* Required work:
The line containing "of the shirt" and every line after it, through the last, are to be extracted exactly; no other lines belong in the answer.

Location annotation dataset excerpts
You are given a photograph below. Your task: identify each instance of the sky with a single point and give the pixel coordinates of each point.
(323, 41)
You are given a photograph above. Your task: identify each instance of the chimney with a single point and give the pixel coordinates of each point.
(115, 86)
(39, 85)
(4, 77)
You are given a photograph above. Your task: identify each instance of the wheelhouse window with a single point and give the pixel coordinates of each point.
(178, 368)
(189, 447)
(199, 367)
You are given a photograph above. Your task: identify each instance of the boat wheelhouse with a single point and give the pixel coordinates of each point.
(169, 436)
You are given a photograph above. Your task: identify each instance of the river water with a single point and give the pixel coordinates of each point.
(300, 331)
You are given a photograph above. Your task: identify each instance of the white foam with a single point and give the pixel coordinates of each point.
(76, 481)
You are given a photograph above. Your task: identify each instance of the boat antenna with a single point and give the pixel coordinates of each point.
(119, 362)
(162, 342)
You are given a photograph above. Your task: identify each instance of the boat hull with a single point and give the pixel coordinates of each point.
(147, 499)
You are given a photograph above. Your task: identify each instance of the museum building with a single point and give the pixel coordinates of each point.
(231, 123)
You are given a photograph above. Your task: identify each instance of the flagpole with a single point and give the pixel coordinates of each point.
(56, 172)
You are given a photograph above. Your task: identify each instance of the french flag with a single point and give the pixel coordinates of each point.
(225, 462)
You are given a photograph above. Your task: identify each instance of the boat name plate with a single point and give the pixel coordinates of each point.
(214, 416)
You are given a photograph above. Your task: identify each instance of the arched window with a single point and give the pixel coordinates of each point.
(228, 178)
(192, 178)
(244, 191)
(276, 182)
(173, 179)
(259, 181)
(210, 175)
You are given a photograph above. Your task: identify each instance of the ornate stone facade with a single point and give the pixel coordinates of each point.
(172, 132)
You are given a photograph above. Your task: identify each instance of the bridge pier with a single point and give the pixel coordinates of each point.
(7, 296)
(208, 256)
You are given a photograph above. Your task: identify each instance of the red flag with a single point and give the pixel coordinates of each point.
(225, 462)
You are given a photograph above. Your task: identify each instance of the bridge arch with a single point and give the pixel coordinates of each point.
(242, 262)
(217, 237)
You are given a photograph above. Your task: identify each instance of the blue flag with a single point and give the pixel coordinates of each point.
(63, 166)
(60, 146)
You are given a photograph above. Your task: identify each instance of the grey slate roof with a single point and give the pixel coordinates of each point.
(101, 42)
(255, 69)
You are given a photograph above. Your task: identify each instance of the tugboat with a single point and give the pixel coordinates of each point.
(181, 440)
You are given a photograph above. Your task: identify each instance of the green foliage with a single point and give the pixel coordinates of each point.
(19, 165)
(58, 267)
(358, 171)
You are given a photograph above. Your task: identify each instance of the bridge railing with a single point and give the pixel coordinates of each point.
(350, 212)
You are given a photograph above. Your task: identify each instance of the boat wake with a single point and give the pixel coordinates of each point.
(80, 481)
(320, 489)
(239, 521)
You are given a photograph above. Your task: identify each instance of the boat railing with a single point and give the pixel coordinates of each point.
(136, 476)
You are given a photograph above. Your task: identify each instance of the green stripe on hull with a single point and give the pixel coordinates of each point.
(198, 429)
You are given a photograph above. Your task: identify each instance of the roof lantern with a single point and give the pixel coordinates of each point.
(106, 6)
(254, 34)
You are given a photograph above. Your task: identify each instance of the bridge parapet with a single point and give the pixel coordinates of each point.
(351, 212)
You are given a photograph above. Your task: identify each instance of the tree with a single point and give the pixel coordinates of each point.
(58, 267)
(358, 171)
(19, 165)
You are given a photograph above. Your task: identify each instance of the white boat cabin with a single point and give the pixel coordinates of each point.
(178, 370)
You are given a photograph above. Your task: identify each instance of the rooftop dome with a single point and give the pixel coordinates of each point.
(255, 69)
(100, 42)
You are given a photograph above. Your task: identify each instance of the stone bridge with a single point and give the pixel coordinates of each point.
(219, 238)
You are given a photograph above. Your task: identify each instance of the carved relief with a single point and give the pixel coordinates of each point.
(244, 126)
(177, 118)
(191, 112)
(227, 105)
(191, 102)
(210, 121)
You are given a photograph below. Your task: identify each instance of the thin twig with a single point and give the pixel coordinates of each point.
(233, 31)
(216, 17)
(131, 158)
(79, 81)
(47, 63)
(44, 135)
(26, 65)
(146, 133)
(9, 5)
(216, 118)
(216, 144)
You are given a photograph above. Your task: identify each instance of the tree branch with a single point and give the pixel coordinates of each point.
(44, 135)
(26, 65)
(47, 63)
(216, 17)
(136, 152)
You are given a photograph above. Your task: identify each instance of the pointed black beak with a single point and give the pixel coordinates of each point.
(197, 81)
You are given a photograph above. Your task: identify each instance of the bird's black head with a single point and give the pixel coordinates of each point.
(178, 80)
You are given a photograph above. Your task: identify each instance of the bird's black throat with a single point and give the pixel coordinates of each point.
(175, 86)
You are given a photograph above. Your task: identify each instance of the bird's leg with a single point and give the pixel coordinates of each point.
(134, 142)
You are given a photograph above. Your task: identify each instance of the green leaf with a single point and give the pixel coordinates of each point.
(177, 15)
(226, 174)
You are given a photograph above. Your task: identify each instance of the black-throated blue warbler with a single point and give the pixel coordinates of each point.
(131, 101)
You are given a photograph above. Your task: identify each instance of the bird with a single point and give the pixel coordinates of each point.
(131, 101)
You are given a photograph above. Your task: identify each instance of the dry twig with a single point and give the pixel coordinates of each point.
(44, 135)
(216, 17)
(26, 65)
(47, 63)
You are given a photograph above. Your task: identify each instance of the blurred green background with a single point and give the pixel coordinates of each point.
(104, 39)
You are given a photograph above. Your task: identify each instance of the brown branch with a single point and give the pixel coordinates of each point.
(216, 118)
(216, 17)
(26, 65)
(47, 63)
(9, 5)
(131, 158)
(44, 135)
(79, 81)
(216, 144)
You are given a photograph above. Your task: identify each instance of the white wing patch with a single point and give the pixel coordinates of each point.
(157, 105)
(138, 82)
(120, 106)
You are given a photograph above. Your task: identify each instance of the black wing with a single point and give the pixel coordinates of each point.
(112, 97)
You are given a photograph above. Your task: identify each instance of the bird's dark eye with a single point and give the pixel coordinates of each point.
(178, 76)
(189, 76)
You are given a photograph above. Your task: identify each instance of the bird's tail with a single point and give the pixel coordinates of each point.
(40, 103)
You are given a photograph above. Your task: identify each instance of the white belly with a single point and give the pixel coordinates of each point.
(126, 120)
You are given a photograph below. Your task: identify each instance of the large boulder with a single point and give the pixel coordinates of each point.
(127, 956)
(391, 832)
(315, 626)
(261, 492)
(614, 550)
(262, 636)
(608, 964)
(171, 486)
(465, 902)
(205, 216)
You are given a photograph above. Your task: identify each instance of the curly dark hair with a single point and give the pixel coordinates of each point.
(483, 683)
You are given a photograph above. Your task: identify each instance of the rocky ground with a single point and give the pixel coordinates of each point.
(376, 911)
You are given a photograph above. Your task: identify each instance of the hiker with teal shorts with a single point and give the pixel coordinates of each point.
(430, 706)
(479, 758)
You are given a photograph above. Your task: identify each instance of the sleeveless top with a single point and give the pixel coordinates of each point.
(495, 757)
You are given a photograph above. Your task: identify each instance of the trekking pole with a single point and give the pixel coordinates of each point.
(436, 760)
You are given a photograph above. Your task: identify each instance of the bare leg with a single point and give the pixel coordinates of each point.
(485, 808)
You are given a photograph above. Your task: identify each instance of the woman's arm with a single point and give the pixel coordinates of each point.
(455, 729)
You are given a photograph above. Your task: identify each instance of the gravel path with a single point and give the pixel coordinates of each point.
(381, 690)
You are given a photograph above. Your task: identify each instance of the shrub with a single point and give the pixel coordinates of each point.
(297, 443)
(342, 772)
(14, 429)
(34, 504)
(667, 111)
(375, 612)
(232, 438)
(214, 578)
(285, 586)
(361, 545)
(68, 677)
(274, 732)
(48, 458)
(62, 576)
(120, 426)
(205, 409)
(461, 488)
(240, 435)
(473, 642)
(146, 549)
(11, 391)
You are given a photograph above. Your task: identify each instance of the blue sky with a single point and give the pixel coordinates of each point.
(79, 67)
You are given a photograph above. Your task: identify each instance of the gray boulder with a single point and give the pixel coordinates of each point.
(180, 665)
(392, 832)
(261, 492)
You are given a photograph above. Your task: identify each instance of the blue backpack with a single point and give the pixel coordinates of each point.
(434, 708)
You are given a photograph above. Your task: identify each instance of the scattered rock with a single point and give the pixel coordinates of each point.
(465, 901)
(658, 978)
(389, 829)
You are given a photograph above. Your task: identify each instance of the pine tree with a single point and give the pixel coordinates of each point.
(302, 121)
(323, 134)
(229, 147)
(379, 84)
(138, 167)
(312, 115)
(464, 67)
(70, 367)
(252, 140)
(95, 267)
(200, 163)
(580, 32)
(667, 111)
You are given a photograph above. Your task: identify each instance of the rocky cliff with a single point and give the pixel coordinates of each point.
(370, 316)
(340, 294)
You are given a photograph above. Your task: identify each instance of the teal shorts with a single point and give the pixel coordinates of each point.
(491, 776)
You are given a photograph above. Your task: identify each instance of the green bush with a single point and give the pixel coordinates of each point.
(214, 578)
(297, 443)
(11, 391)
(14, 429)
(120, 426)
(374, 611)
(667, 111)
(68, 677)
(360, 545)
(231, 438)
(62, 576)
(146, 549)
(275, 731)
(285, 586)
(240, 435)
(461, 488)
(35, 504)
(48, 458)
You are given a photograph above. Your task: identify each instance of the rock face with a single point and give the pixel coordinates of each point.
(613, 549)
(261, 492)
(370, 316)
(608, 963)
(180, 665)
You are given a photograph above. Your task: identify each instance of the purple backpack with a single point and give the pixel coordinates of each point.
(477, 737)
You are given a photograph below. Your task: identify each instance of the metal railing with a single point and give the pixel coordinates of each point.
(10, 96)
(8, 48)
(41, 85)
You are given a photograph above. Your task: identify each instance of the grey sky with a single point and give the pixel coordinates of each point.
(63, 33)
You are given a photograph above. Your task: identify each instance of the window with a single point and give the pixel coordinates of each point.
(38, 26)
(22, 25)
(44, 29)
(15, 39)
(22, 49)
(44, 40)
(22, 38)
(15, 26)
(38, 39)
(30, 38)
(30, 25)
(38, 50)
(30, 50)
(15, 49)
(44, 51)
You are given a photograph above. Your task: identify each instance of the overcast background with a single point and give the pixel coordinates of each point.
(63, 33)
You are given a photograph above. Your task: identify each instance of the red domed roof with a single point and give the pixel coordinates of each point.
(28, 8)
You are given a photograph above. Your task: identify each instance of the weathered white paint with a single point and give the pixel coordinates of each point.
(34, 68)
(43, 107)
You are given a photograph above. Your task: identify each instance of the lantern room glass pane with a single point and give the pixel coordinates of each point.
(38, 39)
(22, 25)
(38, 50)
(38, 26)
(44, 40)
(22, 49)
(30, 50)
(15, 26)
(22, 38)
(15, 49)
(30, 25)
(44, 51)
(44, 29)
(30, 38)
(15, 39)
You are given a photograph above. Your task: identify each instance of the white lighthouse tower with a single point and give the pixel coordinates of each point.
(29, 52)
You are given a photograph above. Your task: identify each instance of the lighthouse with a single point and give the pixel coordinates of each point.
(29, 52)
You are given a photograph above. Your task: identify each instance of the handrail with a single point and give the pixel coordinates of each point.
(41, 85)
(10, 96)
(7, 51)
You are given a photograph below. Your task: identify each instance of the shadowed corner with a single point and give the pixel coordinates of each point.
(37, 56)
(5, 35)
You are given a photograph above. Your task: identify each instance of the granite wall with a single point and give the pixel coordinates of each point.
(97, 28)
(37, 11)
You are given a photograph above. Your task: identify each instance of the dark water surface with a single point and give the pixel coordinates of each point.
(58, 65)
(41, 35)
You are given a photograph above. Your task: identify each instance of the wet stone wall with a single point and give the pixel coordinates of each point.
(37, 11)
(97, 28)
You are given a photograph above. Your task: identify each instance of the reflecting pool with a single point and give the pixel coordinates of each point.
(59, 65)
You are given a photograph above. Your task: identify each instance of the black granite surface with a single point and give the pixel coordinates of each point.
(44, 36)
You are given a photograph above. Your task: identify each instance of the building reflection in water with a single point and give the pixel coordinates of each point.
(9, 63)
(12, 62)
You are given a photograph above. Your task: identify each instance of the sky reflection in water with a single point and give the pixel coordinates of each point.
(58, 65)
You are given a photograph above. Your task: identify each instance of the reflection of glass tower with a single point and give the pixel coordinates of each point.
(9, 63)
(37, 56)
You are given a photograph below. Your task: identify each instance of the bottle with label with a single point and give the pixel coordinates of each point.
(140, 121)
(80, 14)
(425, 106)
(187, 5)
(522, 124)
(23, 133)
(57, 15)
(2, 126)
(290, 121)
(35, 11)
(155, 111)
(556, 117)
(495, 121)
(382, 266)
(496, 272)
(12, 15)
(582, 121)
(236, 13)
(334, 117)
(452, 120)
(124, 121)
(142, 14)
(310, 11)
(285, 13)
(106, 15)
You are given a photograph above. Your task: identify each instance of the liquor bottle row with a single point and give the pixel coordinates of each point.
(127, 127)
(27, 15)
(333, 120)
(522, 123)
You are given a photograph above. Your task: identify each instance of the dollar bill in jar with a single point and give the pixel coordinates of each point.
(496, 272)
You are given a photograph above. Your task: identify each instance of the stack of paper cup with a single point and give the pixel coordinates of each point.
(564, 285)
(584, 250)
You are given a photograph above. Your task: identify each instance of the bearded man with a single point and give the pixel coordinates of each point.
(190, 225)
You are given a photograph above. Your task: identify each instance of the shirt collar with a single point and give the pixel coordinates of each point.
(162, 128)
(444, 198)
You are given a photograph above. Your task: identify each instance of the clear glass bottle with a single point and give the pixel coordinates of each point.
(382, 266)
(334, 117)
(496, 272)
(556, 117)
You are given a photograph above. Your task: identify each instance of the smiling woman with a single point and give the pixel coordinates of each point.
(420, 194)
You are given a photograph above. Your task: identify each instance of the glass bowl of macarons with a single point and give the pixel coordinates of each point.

* Output:
You are given a photograph above. Your task: identify each instance of the shirt collar with a single point and give the pixel coordinates of each point.
(162, 128)
(444, 198)
You are given a photograph above. Your task: identify each instance of the clear glass bottle with a single point and give the pixel coordinates of each point.
(382, 266)
(334, 117)
(496, 272)
(556, 117)
You are given a photograph above. Your task: identify each instance of the smiling woman with a single point and give the pixel coordinates of each point.
(420, 194)
You are given a photograph above. Your task: identify each instance of the glass bowl of macarons with a single point and give the pixel coordinates of each point.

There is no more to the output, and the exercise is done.